WHAT TO WORK ON.
Can you copy out the lines of the records below word for word, beginning at the line that contains "clicking the shadow" and stopping after the line that contains "278 0 320 61"?

PROVIDED RECORDS.
# # # # # # #

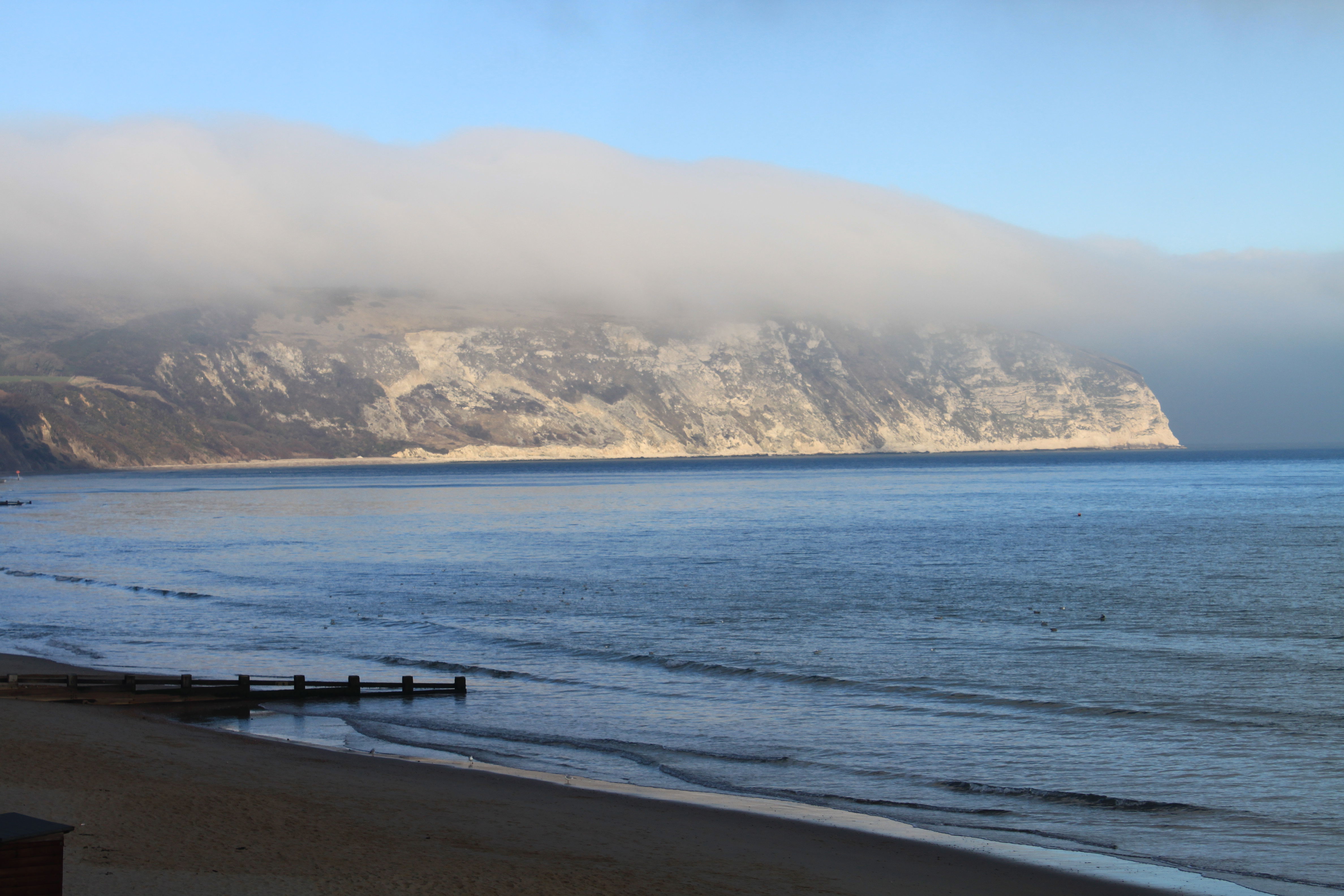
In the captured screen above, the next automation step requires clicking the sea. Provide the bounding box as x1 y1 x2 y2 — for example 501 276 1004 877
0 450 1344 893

# # # # # # #

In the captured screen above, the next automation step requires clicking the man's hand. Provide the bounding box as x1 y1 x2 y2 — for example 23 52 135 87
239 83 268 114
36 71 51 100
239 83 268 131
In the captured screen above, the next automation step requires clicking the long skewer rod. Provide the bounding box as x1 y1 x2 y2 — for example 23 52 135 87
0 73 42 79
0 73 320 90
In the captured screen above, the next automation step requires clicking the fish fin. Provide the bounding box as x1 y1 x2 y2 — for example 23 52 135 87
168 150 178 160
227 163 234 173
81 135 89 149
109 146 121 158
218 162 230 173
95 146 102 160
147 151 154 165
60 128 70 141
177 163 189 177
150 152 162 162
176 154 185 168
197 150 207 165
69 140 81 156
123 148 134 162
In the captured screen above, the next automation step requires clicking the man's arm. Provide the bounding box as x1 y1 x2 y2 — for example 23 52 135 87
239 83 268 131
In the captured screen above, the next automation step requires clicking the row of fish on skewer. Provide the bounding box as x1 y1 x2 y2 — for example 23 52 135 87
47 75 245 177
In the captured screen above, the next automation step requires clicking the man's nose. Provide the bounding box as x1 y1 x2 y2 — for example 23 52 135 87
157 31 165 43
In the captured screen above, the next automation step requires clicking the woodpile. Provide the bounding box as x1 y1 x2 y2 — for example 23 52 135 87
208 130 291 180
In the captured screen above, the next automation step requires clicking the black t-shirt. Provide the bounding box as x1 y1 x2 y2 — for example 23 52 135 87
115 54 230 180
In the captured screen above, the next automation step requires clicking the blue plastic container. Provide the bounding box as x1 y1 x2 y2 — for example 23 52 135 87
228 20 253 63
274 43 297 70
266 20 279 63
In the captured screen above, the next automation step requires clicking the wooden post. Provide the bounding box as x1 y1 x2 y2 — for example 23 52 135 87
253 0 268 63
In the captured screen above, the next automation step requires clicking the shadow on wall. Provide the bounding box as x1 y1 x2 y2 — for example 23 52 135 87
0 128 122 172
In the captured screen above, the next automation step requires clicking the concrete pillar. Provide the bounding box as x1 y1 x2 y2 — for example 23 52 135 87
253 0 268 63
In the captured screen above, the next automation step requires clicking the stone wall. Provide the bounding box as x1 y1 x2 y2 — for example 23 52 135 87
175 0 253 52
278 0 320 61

# # # # # # #

FULL ANSWER.
In the captured screen above, the next automation step requires clicking the shadow on wall. Provide the bounding box as x1 y1 x2 y2 — for example 23 52 135 87
0 128 122 172
In the captured screen above, the next automation step requires clicking the concrete pillar. Provide the bounding box as x1 y1 x2 y2 — for example 23 52 135 87
253 0 268 63
In the captured screen above, the next automation step requires clicking the stone wall. Provide the bounding box as x1 y1 x2 y2 — for example 23 52 135 87
175 0 253 52
278 0 320 61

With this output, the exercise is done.